- _DIRECTIONS_
Everything in the records must be copied exactly, apart from the pictures.

- _RECORDS SHOWN_
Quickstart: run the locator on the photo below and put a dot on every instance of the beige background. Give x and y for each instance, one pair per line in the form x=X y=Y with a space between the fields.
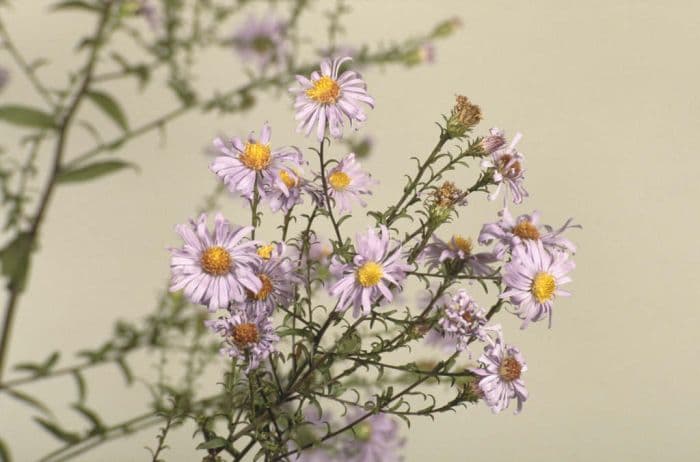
x=606 y=96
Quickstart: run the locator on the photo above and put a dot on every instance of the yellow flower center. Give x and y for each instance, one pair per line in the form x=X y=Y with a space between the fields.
x=510 y=369
x=288 y=180
x=543 y=287
x=526 y=230
x=255 y=156
x=325 y=90
x=504 y=168
x=363 y=431
x=339 y=180
x=369 y=274
x=245 y=334
x=215 y=261
x=265 y=251
x=461 y=243
x=264 y=291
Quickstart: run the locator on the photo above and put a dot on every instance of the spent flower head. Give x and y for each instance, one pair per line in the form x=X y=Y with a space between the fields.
x=214 y=268
x=465 y=115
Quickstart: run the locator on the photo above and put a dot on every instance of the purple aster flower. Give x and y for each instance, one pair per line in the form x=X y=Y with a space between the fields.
x=247 y=337
x=327 y=97
x=509 y=233
x=214 y=268
x=533 y=279
x=347 y=182
x=364 y=281
x=494 y=141
x=508 y=170
x=276 y=273
x=463 y=322
x=500 y=376
x=375 y=439
x=263 y=41
x=241 y=164
x=458 y=249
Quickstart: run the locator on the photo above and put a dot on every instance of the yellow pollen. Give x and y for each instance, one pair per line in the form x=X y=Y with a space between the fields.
x=369 y=274
x=510 y=369
x=504 y=168
x=265 y=251
x=264 y=291
x=526 y=230
x=467 y=316
x=325 y=90
x=215 y=261
x=461 y=243
x=543 y=287
x=246 y=334
x=255 y=156
x=339 y=180
x=288 y=180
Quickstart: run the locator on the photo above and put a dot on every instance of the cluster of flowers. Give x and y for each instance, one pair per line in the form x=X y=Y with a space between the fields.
x=227 y=269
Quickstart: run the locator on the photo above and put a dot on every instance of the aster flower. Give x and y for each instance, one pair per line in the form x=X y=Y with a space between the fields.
x=366 y=280
x=214 y=268
x=241 y=165
x=263 y=41
x=509 y=232
x=508 y=170
x=533 y=279
x=347 y=182
x=247 y=336
x=375 y=439
x=458 y=249
x=276 y=273
x=327 y=97
x=463 y=321
x=500 y=377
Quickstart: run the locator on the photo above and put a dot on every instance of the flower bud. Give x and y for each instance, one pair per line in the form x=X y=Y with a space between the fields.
x=464 y=116
x=447 y=28
x=494 y=141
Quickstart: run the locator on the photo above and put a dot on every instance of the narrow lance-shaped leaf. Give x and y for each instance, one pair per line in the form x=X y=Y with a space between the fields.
x=75 y=5
x=14 y=261
x=110 y=107
x=26 y=116
x=58 y=432
x=92 y=171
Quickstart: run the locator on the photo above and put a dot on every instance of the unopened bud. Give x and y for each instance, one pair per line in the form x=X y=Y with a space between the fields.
x=464 y=116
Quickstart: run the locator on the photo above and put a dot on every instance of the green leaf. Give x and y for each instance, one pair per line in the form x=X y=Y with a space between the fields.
x=92 y=171
x=110 y=107
x=126 y=370
x=80 y=383
x=26 y=116
x=213 y=443
x=30 y=400
x=58 y=432
x=14 y=261
x=75 y=5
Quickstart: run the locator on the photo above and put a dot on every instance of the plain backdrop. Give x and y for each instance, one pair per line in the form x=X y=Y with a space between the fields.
x=606 y=95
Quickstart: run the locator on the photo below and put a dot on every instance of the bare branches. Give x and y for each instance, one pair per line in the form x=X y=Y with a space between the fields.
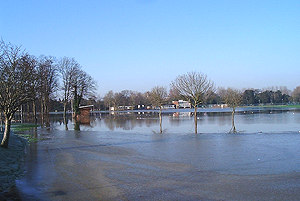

- _WRITTEN SOLUTION_
Quickstart: run the locator on the photo below and put a dot on every instance of the beige background. Give x and y for each instance, one pair per line in the form x=X y=Y with a space between the fields.
x=606 y=96
Quickstart: run the locator on the photo above and put a dot on every instance of the yellow flower center. Give x and y for each instance, one pair per line in the form x=X y=Y with a space between the fields.
x=510 y=369
x=288 y=180
x=543 y=287
x=526 y=230
x=255 y=156
x=325 y=90
x=504 y=168
x=363 y=431
x=339 y=180
x=369 y=274
x=245 y=334
x=215 y=261
x=265 y=251
x=461 y=243
x=264 y=291
Quickstart: run the locator on the photo above and put a dot on every instance of the spent flower head. Give x and y for each instance, one pair per line in the form x=X y=Y with a space between the fields.
x=214 y=268
x=465 y=115
Quickstart: run the locator on the photo above and put a dot on every instance of the purple aster flower. Give x and y for each instance, one pair per line in the form x=X y=Y with a space between the fields.
x=247 y=337
x=327 y=97
x=509 y=233
x=214 y=268
x=533 y=279
x=347 y=182
x=364 y=281
x=494 y=141
x=508 y=170
x=276 y=273
x=463 y=322
x=500 y=376
x=375 y=439
x=263 y=41
x=241 y=164
x=458 y=249
Quickstart: run the locator on the photo above and put a dot on every instance of the yellow pollen. Give x and y for each instance, one pair per line in the form x=X y=Y with a space between the fields.
x=369 y=274
x=510 y=369
x=504 y=168
x=265 y=251
x=264 y=291
x=526 y=230
x=467 y=316
x=325 y=90
x=215 y=261
x=461 y=243
x=543 y=287
x=246 y=334
x=255 y=156
x=339 y=180
x=288 y=180
Quickstart: run the locator on the photo above and put a dot on every instance of the cluster of flowers. Give x and y for each instance, one pair per line in the form x=X y=Y with a space between the fields.
x=227 y=269
Quickstart: run the locator on the photo above and put a dot on every instance of the aster flower. Give x and y for each instance, one pair per line in the form x=X y=Y with a space between the fields.
x=366 y=280
x=214 y=268
x=241 y=165
x=263 y=41
x=509 y=232
x=508 y=170
x=533 y=279
x=347 y=182
x=247 y=336
x=375 y=439
x=458 y=249
x=276 y=273
x=327 y=97
x=463 y=321
x=500 y=377
Quickstart: run the locator on the photo above and put a dot on every instance of the flower bud. Give x and y for each instance, one pair per line in the form x=X y=Y with a space between the fields.
x=464 y=116
x=447 y=28
x=494 y=141
Quickstart: run the locator on the photo above and put a dot on every instance of the narrow lance-shaped leaf. Give x and y for each instance, one pair per line in the form x=X y=Y with a space between the fields.
x=75 y=5
x=14 y=261
x=110 y=107
x=26 y=116
x=58 y=432
x=92 y=171
Quickstart: run the locator on the photo above and put a dot on every instance of the unopened bud. Give x and y for each instance, one pair per line in the form x=X y=Y with a space between the fields.
x=464 y=116
Quickstart: run the locator on the photo above and put a dot on every instance of the green leaf. Give x and y for each instance, one pair per line in the form x=X y=Y with a space between the fields.
x=92 y=171
x=110 y=107
x=126 y=370
x=80 y=383
x=26 y=116
x=213 y=443
x=30 y=400
x=58 y=432
x=14 y=261
x=75 y=5
Quickstart: run the locator on the photo above and put a dot on every instance of the plain backdrop. Give x and y for each instance, one pair per line in the form x=X y=Y with a space between the fields.
x=606 y=95
Quickstart: run the locator on the photo below and put a dot on every instance of the bare branches. Give x and y for each instance, one pair per line in the form x=X y=Y with a space between the fields.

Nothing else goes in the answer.